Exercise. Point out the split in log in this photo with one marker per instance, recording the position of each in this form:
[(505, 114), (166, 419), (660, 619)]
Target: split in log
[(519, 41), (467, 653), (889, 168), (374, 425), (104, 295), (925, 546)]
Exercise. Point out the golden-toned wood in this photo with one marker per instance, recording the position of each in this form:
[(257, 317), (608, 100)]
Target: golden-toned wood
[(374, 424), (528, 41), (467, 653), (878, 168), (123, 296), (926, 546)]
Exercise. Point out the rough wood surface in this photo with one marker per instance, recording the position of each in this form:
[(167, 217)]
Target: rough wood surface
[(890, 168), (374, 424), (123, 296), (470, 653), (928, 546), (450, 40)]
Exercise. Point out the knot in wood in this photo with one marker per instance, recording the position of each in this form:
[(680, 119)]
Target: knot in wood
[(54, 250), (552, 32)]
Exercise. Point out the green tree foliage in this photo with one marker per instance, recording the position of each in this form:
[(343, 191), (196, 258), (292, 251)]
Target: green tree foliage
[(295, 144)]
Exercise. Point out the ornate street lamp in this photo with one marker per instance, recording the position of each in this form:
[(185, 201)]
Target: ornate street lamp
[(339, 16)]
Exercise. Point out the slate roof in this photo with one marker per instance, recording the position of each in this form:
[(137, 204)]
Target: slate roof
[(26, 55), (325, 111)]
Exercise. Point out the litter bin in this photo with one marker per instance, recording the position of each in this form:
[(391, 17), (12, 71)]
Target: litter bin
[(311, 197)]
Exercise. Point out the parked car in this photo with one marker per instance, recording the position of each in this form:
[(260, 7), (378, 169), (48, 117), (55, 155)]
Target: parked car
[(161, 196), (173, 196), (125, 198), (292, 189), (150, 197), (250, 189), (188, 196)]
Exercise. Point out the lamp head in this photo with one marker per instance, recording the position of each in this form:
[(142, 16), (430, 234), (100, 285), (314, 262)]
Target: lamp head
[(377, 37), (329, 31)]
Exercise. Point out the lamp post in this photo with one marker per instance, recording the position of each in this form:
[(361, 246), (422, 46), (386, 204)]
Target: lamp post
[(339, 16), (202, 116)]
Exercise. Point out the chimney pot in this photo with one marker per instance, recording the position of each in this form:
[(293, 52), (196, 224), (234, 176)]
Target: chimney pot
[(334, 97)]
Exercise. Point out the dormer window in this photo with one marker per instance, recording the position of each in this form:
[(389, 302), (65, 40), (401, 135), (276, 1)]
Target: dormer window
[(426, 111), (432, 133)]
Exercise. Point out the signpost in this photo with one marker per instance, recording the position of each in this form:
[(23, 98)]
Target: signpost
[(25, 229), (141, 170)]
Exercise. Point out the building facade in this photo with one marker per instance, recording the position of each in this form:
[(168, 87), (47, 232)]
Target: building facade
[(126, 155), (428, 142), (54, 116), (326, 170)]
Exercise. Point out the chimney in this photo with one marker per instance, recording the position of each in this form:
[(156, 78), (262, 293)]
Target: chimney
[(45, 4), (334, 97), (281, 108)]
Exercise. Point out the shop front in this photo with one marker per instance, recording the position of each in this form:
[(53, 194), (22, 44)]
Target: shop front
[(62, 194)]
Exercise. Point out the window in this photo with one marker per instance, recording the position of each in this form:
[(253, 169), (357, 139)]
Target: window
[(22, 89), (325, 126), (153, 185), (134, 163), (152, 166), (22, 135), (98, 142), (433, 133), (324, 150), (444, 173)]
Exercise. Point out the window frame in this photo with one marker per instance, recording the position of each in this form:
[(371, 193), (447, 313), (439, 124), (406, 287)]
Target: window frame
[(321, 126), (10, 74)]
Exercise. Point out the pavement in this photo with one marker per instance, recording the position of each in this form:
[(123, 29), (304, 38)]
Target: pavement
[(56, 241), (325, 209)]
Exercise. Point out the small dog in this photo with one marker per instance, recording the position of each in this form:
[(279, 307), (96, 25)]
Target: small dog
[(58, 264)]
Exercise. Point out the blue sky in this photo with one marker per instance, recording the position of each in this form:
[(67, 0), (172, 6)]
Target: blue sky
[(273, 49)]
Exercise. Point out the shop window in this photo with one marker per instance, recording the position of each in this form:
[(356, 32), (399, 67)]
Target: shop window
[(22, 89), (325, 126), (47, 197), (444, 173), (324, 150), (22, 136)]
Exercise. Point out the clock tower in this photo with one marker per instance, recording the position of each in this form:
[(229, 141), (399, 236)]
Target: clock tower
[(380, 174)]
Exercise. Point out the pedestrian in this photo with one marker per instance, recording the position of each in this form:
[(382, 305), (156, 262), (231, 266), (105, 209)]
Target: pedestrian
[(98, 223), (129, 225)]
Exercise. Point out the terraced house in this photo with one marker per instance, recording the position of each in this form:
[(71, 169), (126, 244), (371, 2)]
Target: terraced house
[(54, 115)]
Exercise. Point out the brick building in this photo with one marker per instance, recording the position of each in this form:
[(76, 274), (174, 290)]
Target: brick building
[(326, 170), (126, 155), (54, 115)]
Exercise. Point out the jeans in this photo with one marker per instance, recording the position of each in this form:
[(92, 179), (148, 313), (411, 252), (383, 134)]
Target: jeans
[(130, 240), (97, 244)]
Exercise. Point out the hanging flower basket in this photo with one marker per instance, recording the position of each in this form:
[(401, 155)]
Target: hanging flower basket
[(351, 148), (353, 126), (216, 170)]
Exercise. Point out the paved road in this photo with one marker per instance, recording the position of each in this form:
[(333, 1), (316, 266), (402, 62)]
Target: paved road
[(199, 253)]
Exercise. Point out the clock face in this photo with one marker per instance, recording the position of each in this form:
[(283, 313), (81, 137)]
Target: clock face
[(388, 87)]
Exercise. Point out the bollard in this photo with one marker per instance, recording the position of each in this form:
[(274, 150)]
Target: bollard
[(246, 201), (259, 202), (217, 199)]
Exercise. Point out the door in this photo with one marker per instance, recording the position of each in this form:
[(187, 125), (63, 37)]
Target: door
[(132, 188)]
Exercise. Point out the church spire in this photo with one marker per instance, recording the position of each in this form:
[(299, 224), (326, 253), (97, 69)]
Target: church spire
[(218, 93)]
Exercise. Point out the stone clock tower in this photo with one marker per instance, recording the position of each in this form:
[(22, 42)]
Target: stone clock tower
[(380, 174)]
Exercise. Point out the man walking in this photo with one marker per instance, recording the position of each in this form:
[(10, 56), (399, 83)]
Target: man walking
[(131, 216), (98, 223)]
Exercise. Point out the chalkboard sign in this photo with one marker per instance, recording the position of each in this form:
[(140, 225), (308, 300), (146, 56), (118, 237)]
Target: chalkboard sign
******************************
## [Orientação]
Transforme todo o material acima numa lista numerada, deixando de fora as linhas em branco.

## [Resultado final]
1. Exercise. Point out the split in log in this photo with one marker per instance, recording the position of each in this form:
2. [(505, 114), (166, 419), (660, 619)]
3. Target: split in log
4. [(519, 41), (467, 653), (889, 168), (374, 425), (104, 295), (925, 546)]
5. Exercise. Point out the golden-toned wood in this photo with one marker per instance, recording the position of each in this form:
6. [(257, 317), (608, 100)]
7. Target: golden-toned wood
8. [(374, 424), (528, 41), (467, 653), (878, 168), (123, 296), (926, 546)]
9. Exercise. Point out the rough wood surface in this photo with one marker per instance, recording the position of each in this form:
10. [(167, 217)]
11. Target: rough wood surface
12. [(890, 168), (374, 424), (123, 296), (470, 653), (928, 546), (450, 40)]
13. Exercise. Point out the knot in wood in this photo with one marker per instance, recording the position of each in this form:
14. [(680, 119)]
15. Target: knot in wood
16. [(54, 250), (552, 32)]
17. Exercise. Point out the green tree foliage in this photo with one marker per instance, recording the position of each in this form:
18. [(343, 191), (196, 258), (292, 251)]
19. Target: green tree foliage
20. [(295, 144)]
21. Exercise. Point out the ornate street lamp in this photo with one marker per instance, recording the position of each in this form:
22. [(185, 201)]
23. Target: ornate street lamp
24. [(339, 16)]
25. Exercise. Point out the slate roof in this photo with one marker per instance, recording the position of each in this form:
26. [(137, 204)]
27. Target: slate roof
28. [(26, 55), (325, 111)]
29. Exercise. Point out the litter bin in this photo with one marker per instance, recording the position of each in this form:
30. [(391, 17), (12, 71)]
31. Target: litter bin
32. [(311, 197)]
33. Exercise. Point out the parked car in this photo with one marker per instance, recording the position of each in this form:
34. [(260, 7), (378, 169), (48, 117), (55, 155)]
35. Target: parked car
36. [(161, 196), (173, 196), (125, 198), (292, 189), (150, 197), (250, 189), (188, 196)]
37. Exercise. Point out the lamp head in this photo with one marker per instance, recording the position of each in this form:
38. [(142, 16), (430, 234), (100, 285), (314, 262)]
39. Target: lamp head
40. [(377, 37), (329, 31)]
41. Exercise. Point out the lamp post in this photo with one marker per instance, recording the position of each in this form:
42. [(361, 246), (422, 46), (386, 204)]
43. Target: lamp post
44. [(339, 16), (202, 116)]
45. Exercise. Point out the chimney pot in this photo with one marker per instance, recording the position of each in this form:
46. [(293, 52), (196, 224), (234, 176)]
47. Target: chimney pot
48. [(334, 97)]
49. Exercise. Point out the dormer window in this photo with one marker per instance, recording the position of each in this form:
50. [(389, 302), (65, 40), (401, 135), (276, 1)]
51. Target: dormer window
52. [(426, 111), (432, 133)]
53. Exercise. Point out the signpost in this photo with one marker per instance, recording the position of each in this form:
54. [(23, 98)]
55. Target: signpost
56. [(25, 229), (141, 170)]
57. Exercise. Point out the building facade in this photo with one marker per instance, recording the position of each in this form:
58. [(168, 87), (47, 232)]
59. Target: building facade
60. [(126, 155), (428, 142), (54, 116), (326, 170)]
61. Exercise. Point out the chimney in this photo with one marker per instance, recording the position of each in this form:
62. [(156, 78), (262, 293)]
63. Target: chimney
64. [(45, 4), (334, 97), (281, 108)]
65. Exercise. Point out the shop front in this photo with one marker per instance, recording the position of each in this form:
66. [(53, 194), (22, 44)]
67. Target: shop front
68. [(62, 194)]
69. Exercise. Point out the window in this photo with one marker per instance, recording the position of each in this form:
70. [(253, 169), (357, 139)]
71. Target: window
72. [(22, 89), (325, 126), (153, 185), (134, 163), (152, 166), (22, 135), (98, 142), (433, 133), (324, 150), (444, 173)]
73. Exercise. Point out the window frame in this photo with one marker per instance, recording the position of each in this form:
74. [(371, 193), (447, 313), (439, 124), (406, 287)]
75. Target: window frame
76. [(321, 126), (10, 74)]
77. Exercise. Point out the pavement in this photo with one marker per instance, recording the position of each in this form:
78. [(123, 29), (304, 38)]
79. Target: pavement
80. [(56, 241), (325, 209)]
81. Exercise. Point out the small dog in this photo with one marker per instance, recording the position of each in this form:
82. [(279, 307), (96, 25)]
83. Target: small dog
84. [(58, 264)]
85. Exercise. Point out the blue sky in this photo with one marker per instance, recording the position of each in this form:
86. [(67, 0), (172, 6)]
87. Target: blue sky
88. [(273, 49)]
89. Exercise. Point out the shop window in this photo with one marker per instance, recording the position of each in this form:
90. [(356, 32), (399, 67)]
91. Target: shop window
92. [(22, 89), (325, 126), (47, 197), (444, 173), (324, 150), (22, 136)]
93. Exercise. Point out the clock tower in this photo with one marker per instance, recording the position of each in this form:
94. [(229, 141), (399, 236)]
95. Target: clock tower
96. [(380, 174)]
97. Exercise. Point out the pedestrian in this photo with one marker per instance, recording the position of each in this form:
98. [(382, 305), (156, 262), (231, 266), (105, 209)]
99. Target: pedestrian
100. [(98, 223), (129, 225)]
101. Exercise. Point out the terraced house in this photo with one marker per instance, recording the position of each in this form:
102. [(71, 169), (126, 244), (371, 2)]
103. Target: terraced house
104. [(54, 115)]
105. Exercise. Point out the brick building in this photo with one marker per instance, recording the position of each in this form:
106. [(76, 274), (174, 290)]
107. Target: brick building
108. [(326, 170), (126, 155), (54, 115)]
109. Exercise. Point out the jeans in this photo with one marker per instance, recording the position of each in this form:
110. [(92, 179), (148, 313), (411, 252), (383, 134)]
111. Target: jeans
112. [(130, 240), (97, 244)]
113. Exercise. Point out the hanging flower basket in this photo with one marker per instance, recording the position of each in this form:
114. [(401, 155)]
115. Target: hanging flower basket
116. [(351, 148), (353, 126), (216, 170)]
117. Exercise. Point out the paved road in this photo with one marker per instance, recording the position of each in this form:
118. [(333, 1), (316, 266), (402, 62)]
119. Target: paved road
120. [(199, 253)]
121. Exercise. Point out the clock face in this photo with one marker per instance, recording the position of each in this form:
122. [(283, 313), (81, 137)]
123. Target: clock face
124. [(388, 87)]
125. Exercise. Point out the bollard in this photo with one marker per instance, recording the position of each in this form:
126. [(274, 150)]
127. Target: bollard
128. [(246, 201), (259, 202), (217, 199)]
129. Exercise. Point out the door in this photo with one marker per instance, recording the position of each in this form:
130. [(187, 125), (63, 37)]
131. Target: door
132. [(132, 188)]
133. Exercise. Point out the church spire in this photo with one marker per instance, recording the position of each in this form:
134. [(299, 224), (326, 253), (97, 69)]
135. Target: church spire
136. [(218, 93)]
137. Exercise. Point out the stone clock tower in this photo with one marker per instance, recording the position of each in this form:
138. [(22, 42)]
139. Target: stone clock tower
140. [(380, 174)]
141. Exercise. Point out the man walking in this photo with one marker per instance, recording the position of each in this form:
142. [(10, 56), (399, 83)]
143. Target: man walking
144. [(131, 216), (98, 223)]
145. Exercise. Point out the chalkboard sign in this photo with one marker per instance, recording the position of each in this form:
146. [(140, 225), (308, 300), (146, 56), (118, 237)]
147. Target: chalkboard sign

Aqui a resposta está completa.